PASSAGE GIVEN

Bayete Smith (born April 11, 1972) is a Canadian former soccer player who played in the Canadian Professional Soccer League, and the USL A-League.

Playing career
Smith began playing at the college level with Florida International University, and later with Sheridan College in 2000. In 1995, he played in the Canadian International Soccer League with the Caribbean Stars for two seasons.

In 1998, he played in the Canadian Professional Soccer League with the Toronto Olympians. In his debut season with Toronto he contributed in securing the double by winning the regular season and the League Cup. In his sophomore season he assisted Toronto in securing the CPSL Championship. During the 2000 season, Smith was instrumental in Toronto's successful campaign as they secured their second double (regular season and league cup). For his efforts he was awarded the CPSL Defender of the Year, and was selected for the CPSL All-Star team.

Location annotation dataset excerpts:
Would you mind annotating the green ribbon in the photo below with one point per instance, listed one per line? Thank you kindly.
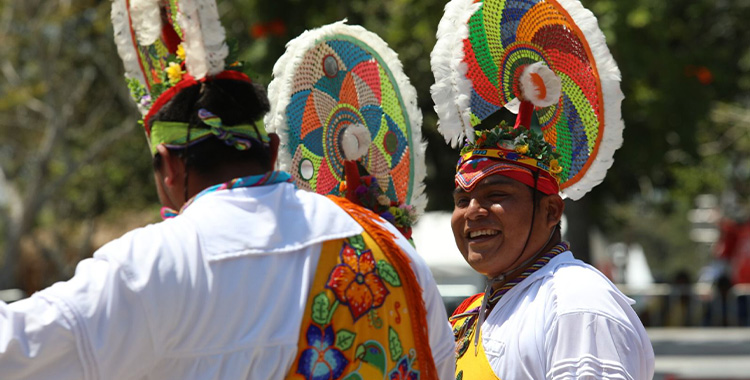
(174, 134)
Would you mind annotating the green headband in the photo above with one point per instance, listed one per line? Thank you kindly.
(174, 134)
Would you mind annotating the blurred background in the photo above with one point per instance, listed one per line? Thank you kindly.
(670, 224)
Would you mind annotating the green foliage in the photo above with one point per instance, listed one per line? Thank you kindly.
(320, 309)
(394, 344)
(344, 339)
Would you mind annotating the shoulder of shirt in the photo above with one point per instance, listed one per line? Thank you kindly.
(574, 287)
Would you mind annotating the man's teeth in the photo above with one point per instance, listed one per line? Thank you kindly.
(474, 234)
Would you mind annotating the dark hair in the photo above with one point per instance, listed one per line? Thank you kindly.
(235, 102)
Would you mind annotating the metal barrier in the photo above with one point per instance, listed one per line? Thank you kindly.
(665, 305)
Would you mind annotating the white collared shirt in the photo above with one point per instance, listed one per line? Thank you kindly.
(215, 293)
(567, 321)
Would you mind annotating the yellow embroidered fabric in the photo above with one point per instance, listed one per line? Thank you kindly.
(357, 323)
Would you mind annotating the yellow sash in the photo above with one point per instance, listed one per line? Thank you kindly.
(468, 365)
(362, 320)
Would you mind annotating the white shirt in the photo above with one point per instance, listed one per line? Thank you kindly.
(566, 321)
(215, 293)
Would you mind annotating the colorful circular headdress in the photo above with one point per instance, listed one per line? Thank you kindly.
(339, 98)
(544, 57)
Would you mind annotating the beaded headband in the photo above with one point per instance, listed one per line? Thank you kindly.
(167, 46)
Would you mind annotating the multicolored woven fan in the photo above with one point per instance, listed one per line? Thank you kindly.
(484, 49)
(339, 95)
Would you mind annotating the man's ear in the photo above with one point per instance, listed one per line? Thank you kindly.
(172, 167)
(273, 147)
(554, 206)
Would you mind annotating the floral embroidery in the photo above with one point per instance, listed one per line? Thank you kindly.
(323, 361)
(403, 371)
(356, 282)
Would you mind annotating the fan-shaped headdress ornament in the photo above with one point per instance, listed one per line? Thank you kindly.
(341, 103)
(542, 57)
(169, 45)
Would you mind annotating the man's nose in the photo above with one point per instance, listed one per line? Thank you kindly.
(475, 210)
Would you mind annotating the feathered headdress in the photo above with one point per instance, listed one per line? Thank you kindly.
(546, 58)
(341, 104)
(168, 45)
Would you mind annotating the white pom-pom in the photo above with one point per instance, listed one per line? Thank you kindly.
(540, 85)
(146, 18)
(355, 141)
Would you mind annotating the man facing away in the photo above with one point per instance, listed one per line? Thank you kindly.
(250, 279)
(544, 315)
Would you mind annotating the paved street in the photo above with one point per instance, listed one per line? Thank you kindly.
(701, 353)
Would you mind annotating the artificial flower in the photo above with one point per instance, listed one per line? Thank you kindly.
(356, 282)
(180, 52)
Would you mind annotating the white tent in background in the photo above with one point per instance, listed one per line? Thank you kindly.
(637, 272)
(433, 238)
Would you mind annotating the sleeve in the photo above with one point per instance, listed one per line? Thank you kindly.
(91, 325)
(585, 345)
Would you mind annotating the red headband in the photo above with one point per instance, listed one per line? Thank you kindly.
(186, 82)
(474, 170)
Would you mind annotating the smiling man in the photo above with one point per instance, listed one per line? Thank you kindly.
(544, 314)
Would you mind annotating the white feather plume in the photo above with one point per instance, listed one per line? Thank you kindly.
(609, 75)
(531, 90)
(355, 141)
(204, 37)
(281, 88)
(145, 16)
(126, 47)
(452, 90)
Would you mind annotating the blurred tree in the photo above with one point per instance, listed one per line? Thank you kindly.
(67, 126)
(71, 153)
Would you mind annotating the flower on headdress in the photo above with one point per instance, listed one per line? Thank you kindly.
(554, 167)
(522, 148)
(174, 72)
(180, 52)
(323, 360)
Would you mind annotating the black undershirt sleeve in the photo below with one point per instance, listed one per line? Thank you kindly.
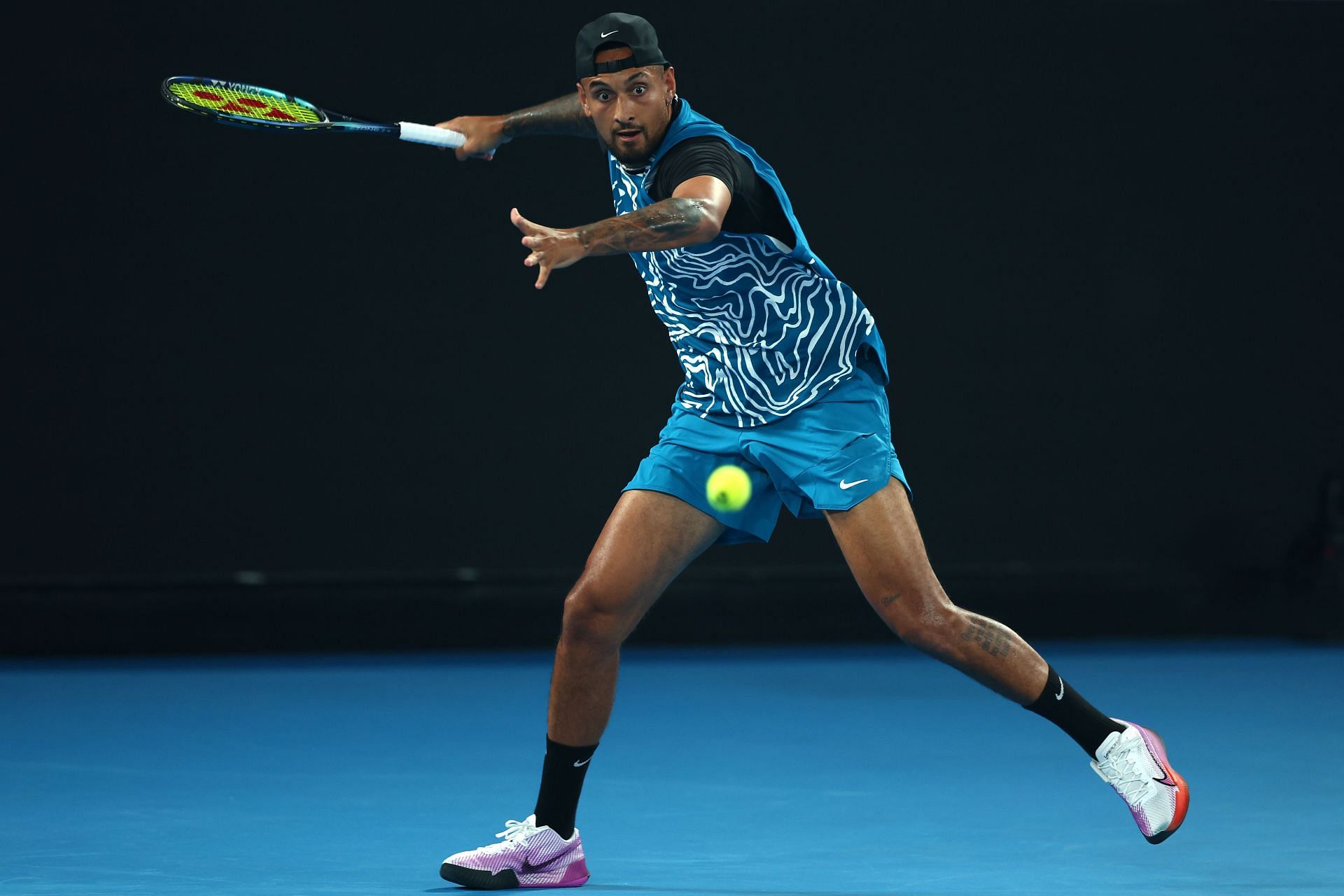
(755, 209)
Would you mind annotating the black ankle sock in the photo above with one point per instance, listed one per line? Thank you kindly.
(1075, 716)
(562, 780)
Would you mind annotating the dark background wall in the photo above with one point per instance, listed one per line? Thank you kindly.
(1102, 244)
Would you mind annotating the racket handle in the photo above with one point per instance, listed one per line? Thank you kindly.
(432, 136)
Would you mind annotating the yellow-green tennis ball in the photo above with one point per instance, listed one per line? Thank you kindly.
(729, 488)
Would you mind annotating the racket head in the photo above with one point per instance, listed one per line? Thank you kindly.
(244, 105)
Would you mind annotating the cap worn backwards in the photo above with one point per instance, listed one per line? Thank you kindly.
(616, 27)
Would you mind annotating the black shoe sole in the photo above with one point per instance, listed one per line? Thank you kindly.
(477, 879)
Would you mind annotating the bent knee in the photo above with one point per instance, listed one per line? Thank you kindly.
(925, 621)
(597, 614)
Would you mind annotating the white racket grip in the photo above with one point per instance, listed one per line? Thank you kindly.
(432, 136)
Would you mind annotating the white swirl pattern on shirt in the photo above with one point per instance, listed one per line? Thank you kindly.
(758, 333)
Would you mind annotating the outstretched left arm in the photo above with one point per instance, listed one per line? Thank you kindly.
(692, 216)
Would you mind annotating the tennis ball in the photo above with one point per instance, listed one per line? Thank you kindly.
(729, 488)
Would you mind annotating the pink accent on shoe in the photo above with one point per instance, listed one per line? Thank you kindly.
(575, 875)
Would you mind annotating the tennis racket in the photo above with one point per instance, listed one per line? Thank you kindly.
(242, 105)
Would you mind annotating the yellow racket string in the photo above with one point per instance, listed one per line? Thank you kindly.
(245, 104)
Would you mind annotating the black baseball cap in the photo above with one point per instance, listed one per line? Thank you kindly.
(616, 27)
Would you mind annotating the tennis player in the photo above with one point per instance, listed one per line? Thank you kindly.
(785, 375)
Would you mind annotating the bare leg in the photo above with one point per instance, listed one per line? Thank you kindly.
(882, 545)
(647, 542)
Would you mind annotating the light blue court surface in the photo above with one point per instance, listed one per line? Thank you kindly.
(774, 771)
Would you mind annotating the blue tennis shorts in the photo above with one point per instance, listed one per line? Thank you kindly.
(827, 456)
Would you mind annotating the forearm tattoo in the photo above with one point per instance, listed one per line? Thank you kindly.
(561, 115)
(663, 225)
(992, 637)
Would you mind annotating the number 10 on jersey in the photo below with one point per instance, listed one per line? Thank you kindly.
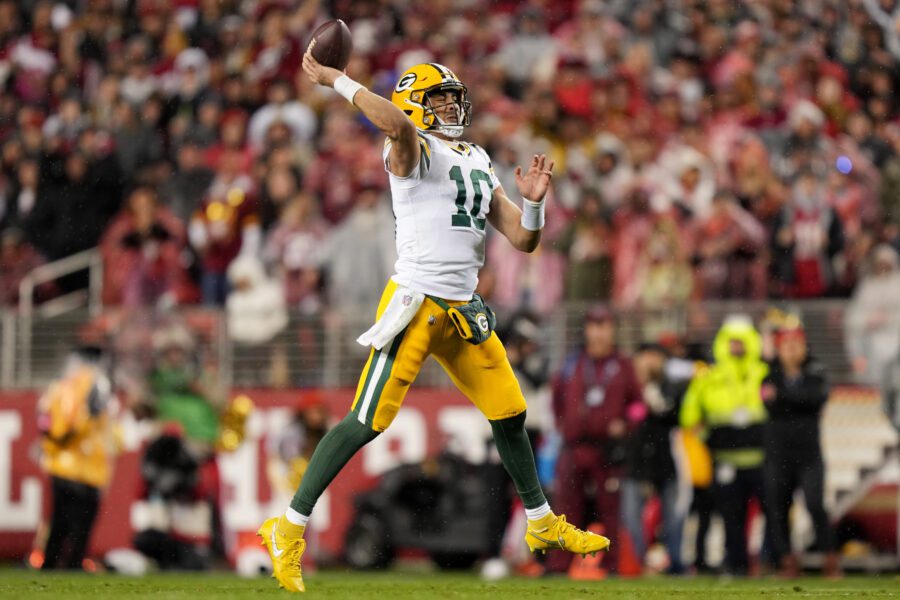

SHORT PROBLEM A
Name every soccer league mentioned in the passage on Bayete Smith.
SHORT PROBLEM B
According to the passage on Bayete Smith, which award did Smith receive for his efforts during the 2000 season?
SHORT PROBLEM C
Render this sentence from the passage on Bayete Smith in Spanish: "In 1998, he played in the Canadian Professional Soccer League with the Toronto Olympians."

ANSWER A
- Canadian Professional Soccer League
- USL A-League
- Canadian International Soccer League

ANSWER B
CPSL Defender of the Year.

ANSWER C
En 1998, jugó en la Canadian Professional Soccer League con los Toronto Olympians.